_ТЕКСТ ДЛЯ ЧТЕНИЯ:_

'''

Наполеон I Бонапарт
Шрифт:
Перед самым Аустерлицем так глубоко заснул, что «его с трудом разбудили». [S'egur P. P. Histoire et memoires. Т. 2. P. 390.] В самом пылу сражения под Ваграмом, когда все решается, велит разостлать на голой земле медвежью шкуру, ложится на нее и засыпает глубоко; спит минут двадцать; проснувшись, продолжает отдавать распоряжения, как будто не спал вовсе. [Ibid. Т. 3. P. 380.] Во время страшной эвакуации Лейпцига, когда рушится весь фронт, – спит спокойно в кресле два часа; только взрыв моста на Эльстере, которым отступление отрезано и армия погублена, разбудил спящего.
Это на войне – это и в мире. Любит работать, вставая с постели, между двумя снами. Кажется, гений Наполеона – ясновидение– и есть этот узкий перешеек бодрствования
«Что же подумать о Наполеоновом сне, длящемся от Вандемьера до Ватерлоо?» – спрашивает Леон Блуа. «Он проснулся только пред лицом Божьим». – «Величайшие несчастья и даже падение не могли его разбудить до конца. На Св. Елене он продолжает свой сон». [Bloy L. L’ame de Napol'eon. P. 9, 97, 232.] И умирает во сне или просыпается в смерть.

'''

_ФРАГМЕНТЫ МАТЕРИАЛА:_
'''

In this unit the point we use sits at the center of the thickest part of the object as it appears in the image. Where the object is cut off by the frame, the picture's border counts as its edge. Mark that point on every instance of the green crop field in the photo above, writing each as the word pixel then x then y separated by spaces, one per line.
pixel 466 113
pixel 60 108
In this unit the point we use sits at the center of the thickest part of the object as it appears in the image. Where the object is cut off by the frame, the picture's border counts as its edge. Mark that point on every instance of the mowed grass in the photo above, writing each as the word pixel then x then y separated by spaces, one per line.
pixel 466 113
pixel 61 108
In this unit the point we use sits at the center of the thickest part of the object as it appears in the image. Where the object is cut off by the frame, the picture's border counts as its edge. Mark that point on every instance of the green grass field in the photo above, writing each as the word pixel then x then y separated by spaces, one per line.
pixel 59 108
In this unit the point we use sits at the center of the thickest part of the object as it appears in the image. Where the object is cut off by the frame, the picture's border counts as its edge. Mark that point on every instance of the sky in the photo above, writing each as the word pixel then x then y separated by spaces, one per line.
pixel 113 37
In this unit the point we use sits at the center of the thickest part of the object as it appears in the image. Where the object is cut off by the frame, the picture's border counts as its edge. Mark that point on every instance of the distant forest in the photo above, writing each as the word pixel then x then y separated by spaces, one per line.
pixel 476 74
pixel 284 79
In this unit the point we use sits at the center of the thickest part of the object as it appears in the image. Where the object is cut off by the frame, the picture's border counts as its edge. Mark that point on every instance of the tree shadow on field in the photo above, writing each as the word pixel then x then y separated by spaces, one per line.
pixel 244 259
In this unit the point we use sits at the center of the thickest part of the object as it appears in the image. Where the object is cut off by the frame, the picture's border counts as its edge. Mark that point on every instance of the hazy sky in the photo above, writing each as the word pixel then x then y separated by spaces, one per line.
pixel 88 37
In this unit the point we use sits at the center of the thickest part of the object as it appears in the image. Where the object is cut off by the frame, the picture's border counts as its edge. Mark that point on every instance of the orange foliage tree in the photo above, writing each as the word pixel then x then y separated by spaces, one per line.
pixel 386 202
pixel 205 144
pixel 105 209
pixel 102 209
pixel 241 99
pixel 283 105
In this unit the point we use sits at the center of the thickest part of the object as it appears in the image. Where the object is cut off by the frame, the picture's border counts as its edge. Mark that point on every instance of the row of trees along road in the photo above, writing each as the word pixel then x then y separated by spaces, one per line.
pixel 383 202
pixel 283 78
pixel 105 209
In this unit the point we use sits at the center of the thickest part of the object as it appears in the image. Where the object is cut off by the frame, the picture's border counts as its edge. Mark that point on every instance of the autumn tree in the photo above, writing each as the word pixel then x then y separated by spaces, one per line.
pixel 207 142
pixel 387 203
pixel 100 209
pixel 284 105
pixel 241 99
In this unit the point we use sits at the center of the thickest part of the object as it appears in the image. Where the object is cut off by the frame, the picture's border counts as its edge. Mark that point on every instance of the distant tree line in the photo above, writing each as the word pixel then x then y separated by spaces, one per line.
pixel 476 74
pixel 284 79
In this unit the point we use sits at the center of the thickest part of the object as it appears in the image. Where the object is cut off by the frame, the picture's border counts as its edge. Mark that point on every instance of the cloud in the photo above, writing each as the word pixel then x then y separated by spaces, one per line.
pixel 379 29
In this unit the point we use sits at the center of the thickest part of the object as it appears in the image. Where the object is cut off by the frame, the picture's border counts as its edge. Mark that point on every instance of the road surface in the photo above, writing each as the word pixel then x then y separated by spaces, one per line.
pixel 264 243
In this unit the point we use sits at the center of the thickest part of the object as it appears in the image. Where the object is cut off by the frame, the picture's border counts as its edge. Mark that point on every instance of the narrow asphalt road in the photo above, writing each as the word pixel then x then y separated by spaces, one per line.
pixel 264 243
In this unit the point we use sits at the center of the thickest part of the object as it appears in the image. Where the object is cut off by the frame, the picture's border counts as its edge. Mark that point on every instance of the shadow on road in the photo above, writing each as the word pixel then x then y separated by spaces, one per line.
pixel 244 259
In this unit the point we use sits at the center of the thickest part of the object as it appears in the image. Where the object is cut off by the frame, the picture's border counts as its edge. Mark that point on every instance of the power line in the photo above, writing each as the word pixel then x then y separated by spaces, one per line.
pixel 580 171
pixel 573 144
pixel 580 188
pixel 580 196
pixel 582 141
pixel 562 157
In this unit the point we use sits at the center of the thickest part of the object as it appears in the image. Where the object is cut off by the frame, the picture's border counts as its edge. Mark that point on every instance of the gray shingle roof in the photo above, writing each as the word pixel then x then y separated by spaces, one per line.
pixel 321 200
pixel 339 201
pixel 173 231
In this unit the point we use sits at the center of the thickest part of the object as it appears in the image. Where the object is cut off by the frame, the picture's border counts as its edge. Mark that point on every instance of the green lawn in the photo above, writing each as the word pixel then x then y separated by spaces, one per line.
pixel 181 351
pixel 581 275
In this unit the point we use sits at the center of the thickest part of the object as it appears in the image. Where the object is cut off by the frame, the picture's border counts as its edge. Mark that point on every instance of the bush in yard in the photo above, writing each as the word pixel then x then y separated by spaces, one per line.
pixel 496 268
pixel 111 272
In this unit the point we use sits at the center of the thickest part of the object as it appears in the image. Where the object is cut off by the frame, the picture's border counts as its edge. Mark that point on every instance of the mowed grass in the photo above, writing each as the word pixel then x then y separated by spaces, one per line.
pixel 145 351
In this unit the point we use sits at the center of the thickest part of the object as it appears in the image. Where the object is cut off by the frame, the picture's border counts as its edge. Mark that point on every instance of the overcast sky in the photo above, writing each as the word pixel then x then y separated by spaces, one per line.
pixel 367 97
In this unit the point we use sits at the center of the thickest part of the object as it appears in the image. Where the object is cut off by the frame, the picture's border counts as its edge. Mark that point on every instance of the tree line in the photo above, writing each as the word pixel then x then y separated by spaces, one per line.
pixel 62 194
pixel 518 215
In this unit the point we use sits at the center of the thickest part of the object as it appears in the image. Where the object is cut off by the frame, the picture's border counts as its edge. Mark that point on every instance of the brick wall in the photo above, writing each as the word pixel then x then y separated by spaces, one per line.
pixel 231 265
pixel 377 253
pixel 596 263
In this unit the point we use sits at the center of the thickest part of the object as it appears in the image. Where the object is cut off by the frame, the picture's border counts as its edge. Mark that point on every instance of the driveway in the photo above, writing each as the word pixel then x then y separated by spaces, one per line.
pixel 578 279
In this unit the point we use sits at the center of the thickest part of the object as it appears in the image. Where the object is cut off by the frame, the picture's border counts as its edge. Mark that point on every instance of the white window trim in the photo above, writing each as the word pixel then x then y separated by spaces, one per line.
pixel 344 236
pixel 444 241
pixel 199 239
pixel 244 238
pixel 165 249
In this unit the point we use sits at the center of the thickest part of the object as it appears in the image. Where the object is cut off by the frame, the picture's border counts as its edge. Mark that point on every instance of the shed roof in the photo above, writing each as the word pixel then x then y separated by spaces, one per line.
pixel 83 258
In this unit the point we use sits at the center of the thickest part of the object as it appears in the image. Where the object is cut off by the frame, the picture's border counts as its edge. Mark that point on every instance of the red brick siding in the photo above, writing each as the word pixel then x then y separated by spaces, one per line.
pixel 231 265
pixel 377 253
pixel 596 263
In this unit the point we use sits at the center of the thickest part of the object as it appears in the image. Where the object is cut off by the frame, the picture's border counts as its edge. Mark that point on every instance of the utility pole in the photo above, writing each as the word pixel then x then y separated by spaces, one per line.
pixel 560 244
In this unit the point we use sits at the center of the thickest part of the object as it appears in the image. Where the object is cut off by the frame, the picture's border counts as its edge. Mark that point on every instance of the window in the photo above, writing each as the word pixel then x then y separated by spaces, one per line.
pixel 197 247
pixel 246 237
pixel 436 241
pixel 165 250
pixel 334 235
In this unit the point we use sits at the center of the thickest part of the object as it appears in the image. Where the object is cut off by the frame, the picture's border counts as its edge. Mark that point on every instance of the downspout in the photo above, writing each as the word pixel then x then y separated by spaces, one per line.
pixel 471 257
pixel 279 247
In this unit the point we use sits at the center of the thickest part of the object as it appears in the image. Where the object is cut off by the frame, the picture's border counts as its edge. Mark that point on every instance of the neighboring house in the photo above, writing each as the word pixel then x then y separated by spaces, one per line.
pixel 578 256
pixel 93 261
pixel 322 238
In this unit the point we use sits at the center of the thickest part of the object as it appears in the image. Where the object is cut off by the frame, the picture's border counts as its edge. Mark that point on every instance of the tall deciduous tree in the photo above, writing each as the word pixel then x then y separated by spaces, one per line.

'''

_ЗАДАНИЯ ДЛЯ ВЫПОЛНЕНИЯ:_
**A.** Перепишите из текста о Наполеоне отрывок от слов «Это на войне» до слов «просыпается в смерть.».
**B.** Сколько времени, согласно тексту о Наполеоне, он проспал в кресле во время эвакуации Лейпцига?
**C.** Опираясь на текст о Наполеоне, объясните, что прервало его сон во время эвакуации Лейпцига и чем это событие было важно для армии.
Материал для работы не понадобится.

_ОТВЕТЫ К ЗАДАНИЯМ:_
**A.**
Это на войне – это и в мире. Любит работать, вставая с постели, между двумя снами. Кажется, гений Наполеона – ясновидение– и есть этот узкий перешеек бодрствования
«Что же подумать о Наполеоновом сне, длящемся от Вандемьера до Ватерлоо?» – спрашивает Леон Блуа. «Он проснулся только пред лицом Божьим». – «Величайшие несчастья и даже падение не могли его разбудить до конца. На Св. Елене он продолжает свой сон». [Bloy L. L’ame de Napol'eon. P. 9, 97, 232.] И умирает во сне или просыпается в смерть.

**B.** Два часа.

**C.** Наполеона разбудил взрыв моста на Эльстере. Этим взрывом было отрезано отступление, и армия погибла.